From the records below, pull out every line that contains the string "white" and copy each one unchanged. The match is case-sensitive.
─── PROVIDED DATA ───
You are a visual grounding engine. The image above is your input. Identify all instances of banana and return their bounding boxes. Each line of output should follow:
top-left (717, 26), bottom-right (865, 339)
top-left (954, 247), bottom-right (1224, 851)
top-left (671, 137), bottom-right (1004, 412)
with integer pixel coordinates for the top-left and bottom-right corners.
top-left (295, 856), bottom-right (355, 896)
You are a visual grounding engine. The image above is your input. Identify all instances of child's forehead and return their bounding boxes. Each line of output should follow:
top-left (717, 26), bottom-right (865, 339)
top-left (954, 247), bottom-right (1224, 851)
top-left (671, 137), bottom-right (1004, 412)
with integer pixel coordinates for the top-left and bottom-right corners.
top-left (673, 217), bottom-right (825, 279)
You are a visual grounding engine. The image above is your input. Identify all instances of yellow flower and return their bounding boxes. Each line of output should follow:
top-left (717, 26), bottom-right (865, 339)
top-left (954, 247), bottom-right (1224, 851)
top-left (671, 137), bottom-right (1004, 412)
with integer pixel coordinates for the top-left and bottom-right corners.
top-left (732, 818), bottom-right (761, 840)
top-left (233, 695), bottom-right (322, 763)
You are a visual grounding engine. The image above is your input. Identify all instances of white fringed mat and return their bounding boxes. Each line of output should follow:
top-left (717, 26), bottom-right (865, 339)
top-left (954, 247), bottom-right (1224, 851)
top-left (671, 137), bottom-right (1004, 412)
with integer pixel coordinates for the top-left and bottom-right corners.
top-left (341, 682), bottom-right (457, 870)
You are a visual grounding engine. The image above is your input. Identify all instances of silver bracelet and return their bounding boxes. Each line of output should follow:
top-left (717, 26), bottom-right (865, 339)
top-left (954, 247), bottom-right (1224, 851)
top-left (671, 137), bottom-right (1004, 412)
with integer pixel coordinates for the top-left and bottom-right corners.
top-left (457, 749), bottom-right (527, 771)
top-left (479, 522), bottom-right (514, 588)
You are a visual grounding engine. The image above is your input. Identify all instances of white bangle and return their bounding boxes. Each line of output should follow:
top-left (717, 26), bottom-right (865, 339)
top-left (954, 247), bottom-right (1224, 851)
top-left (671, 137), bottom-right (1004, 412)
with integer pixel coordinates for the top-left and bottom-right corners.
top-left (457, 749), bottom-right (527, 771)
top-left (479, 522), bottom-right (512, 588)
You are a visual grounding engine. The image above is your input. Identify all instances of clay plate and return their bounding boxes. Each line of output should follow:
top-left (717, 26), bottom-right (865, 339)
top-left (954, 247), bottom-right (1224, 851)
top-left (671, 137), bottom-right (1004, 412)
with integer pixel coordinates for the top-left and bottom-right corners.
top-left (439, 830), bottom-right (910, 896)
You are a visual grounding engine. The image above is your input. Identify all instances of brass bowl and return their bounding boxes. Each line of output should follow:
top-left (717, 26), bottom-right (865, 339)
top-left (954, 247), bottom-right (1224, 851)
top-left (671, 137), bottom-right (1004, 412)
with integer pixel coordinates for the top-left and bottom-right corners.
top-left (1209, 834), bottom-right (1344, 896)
───
### CORRECT RESPONSE
You are a visual grounding engine. The image above is your input. Identify all instances of white fringed mat and return their bounding boxes. Each line of output should follow:
You are a visual grounding engine. The image above is your input. Identify all instances of white bangle and return their bounding boxes. Each line of output should follow:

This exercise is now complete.